I love this picture of Josh. I don't know why, it just seems to exude Joshness. As many of you may be aware my brother, Joshua David Andrews, passed away on February 22, 2011. It was shocking and unexpected and left a hole in our hearts and our family. Today marks the one month anniversary of his death. Its hard to believe a month has already gone by. It seems like yesterday, I was getting on a plane to say my last goodbyes. I keep thinking I need to text him or call him to check up on him. I wake up in the morning thinking that it was all a bad dream and then having to go through the process of remembering that he is dead. I don’t like the word dead. I think of death and I think of an empty body lying alone in the grave and my heart just aches. But I don’t like gone either because he still exists, just not in flesh and blood. I keep thinking of all the things that will be incomplete while we are still on this earth – family pictures, get togethers, my future spouse and children will never have met him. You just never imagine what life would be like when someone is gone. While I know that God has a plan and that we will be united as a family with Josh again, it does little to fill the hole right now. While I am excited to see him again on the other side, I miss him here with us now.
Having to confront this harsh and abrupt change has made me look at life and seek for something good to come of this. That’s when I came up with the idea of Josh’s Gift. It is so easy to think of the bad things and the lost things so easy to drown myself in sorrow and misery. It was really hard at first to be around people who were happy and smiling, I wanted them to feel my loss, to feel my pain to know that all was not right with the world because Josh was no longer here. I found solace in gloomy days when it seemed the whole world or at least my section of it was as miserable as I was. I still have hard moments, but I have more good moments although the balance is still tipped in favor of the hard moments. So I thought about the need to not focus on what was lost, but what was gained. Josh wasn’t perfect but I know he had a good heart and I learned so much from him. The last few years of his life were tough I can only imagine the physical and emotional pain he suffered. But I didn’t know how to talk to him in a way that let him know I sympathized or reach out to him. But thinking of all this has made me want to be more compassionate, kinder, loving. It makes me want to reach out and help the downtrodden, lonely, and those that need help but don’t know how to ask for it. It has made me realize what a precious gift we have of life and want to enjoy it to the max and not waste those precious moments glued to the TV. It makes me want to dive in and experience all life has to offer and really live everyday as though it is your last.

------------

**Exercise A:** Show each line of the listing that contains the word "hair".
The listing is unrelated to the text.

[Excerpts from a pointing dataset]
------------

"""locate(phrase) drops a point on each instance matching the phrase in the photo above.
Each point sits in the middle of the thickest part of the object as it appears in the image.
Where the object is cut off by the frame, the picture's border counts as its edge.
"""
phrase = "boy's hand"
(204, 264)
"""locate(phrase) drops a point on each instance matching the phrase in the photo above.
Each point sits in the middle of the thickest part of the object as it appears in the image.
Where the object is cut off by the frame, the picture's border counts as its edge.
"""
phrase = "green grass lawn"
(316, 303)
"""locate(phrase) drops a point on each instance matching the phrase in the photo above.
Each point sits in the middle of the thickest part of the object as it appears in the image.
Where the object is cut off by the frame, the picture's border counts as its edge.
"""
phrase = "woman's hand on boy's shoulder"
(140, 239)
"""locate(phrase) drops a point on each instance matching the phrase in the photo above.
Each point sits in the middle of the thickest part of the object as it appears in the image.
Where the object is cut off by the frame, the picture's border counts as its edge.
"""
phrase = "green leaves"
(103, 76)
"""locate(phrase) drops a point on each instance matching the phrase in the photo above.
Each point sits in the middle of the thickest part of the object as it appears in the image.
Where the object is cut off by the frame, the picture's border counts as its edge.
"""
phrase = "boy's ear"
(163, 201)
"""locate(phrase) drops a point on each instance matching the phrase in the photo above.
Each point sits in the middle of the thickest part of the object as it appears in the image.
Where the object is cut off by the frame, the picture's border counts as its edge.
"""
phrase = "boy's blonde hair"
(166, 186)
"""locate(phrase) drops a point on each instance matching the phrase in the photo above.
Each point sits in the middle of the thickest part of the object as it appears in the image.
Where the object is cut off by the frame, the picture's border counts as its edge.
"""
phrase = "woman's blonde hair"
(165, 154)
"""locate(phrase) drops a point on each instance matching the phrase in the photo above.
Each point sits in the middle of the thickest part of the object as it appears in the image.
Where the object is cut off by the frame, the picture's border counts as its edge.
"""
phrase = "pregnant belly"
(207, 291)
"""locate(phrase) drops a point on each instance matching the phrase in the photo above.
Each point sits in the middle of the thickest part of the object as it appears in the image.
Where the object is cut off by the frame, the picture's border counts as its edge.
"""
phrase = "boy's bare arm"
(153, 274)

------------

**Exercise B:** According to the post about Josh, on what date did he pass away?

**Exercise result A:**
phrase = "boy's blonde hair"
phrase = "woman's blonde hair"

**Exercise result B:** February 22, 2011.